## [What is needed]
Return every line of the items below that contains the word "white".

## [Supplied records]

— start —

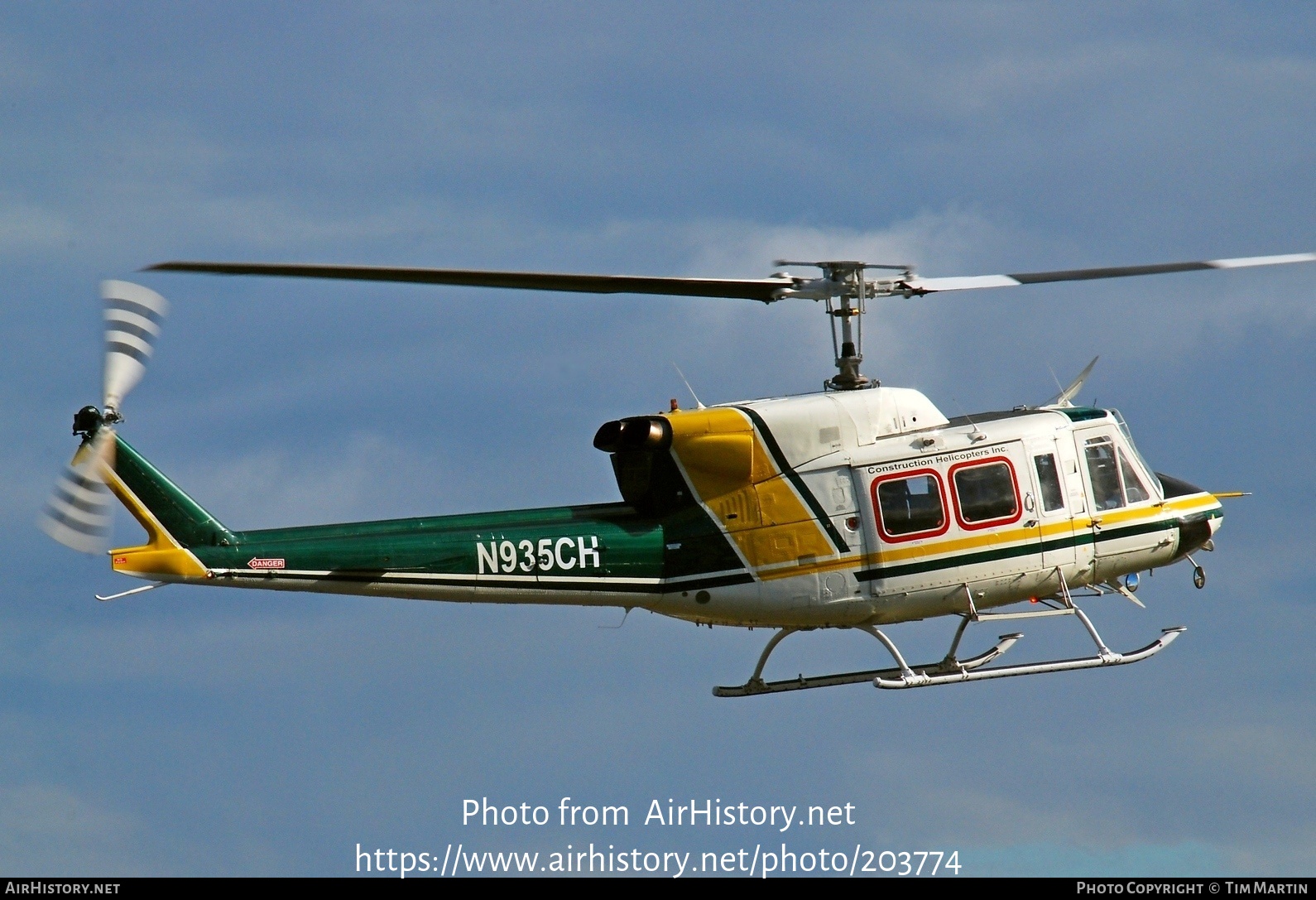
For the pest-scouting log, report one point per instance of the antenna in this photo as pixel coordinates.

— end —
— start —

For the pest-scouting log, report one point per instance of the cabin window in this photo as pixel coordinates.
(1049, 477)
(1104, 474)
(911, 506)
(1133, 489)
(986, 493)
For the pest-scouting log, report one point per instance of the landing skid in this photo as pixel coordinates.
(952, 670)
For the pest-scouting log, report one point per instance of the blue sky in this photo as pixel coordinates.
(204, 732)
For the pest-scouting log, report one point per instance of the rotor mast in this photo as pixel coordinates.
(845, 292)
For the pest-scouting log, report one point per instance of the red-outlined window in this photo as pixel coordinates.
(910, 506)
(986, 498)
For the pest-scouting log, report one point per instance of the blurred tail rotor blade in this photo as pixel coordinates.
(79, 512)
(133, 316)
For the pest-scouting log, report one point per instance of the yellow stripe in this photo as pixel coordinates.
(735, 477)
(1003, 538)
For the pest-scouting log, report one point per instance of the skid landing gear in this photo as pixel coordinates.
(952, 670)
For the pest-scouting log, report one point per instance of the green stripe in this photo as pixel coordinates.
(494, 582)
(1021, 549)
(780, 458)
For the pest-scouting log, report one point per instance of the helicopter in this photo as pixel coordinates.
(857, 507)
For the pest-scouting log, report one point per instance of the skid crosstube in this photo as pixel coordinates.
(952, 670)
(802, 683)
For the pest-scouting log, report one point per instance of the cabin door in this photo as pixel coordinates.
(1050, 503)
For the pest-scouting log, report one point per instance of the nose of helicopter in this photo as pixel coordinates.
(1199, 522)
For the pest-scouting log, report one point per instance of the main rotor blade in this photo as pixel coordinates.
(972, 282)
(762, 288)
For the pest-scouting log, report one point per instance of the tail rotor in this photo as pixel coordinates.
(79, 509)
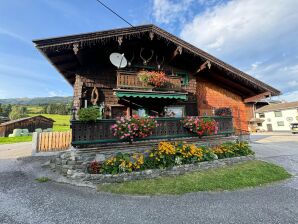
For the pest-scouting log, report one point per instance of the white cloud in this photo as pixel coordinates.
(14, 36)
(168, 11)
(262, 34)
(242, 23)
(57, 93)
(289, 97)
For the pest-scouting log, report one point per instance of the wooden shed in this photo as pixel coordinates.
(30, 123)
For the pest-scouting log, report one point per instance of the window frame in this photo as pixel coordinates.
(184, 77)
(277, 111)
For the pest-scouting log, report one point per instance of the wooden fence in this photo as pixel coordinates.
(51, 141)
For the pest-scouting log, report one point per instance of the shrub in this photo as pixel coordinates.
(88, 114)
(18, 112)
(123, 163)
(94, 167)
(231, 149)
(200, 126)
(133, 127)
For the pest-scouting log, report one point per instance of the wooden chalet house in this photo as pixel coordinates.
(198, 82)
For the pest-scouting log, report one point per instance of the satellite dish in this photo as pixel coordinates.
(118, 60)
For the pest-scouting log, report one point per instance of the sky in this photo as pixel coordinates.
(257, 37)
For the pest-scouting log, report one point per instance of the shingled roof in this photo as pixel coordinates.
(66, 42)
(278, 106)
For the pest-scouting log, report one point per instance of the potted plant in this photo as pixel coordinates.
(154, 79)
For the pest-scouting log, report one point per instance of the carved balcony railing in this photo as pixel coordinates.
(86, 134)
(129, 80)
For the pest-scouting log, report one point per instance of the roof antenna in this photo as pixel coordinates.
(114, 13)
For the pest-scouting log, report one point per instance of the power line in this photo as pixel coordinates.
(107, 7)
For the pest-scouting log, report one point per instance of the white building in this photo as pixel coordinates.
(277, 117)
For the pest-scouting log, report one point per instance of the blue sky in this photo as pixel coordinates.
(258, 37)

— end —

## [Exercise answer]
For the pest-scouting log, report one point per instance of the white cloud in this photo as pixel coordinates.
For the pest-scouting log, report one point per instance of the white building in this photo as pixel coordinates.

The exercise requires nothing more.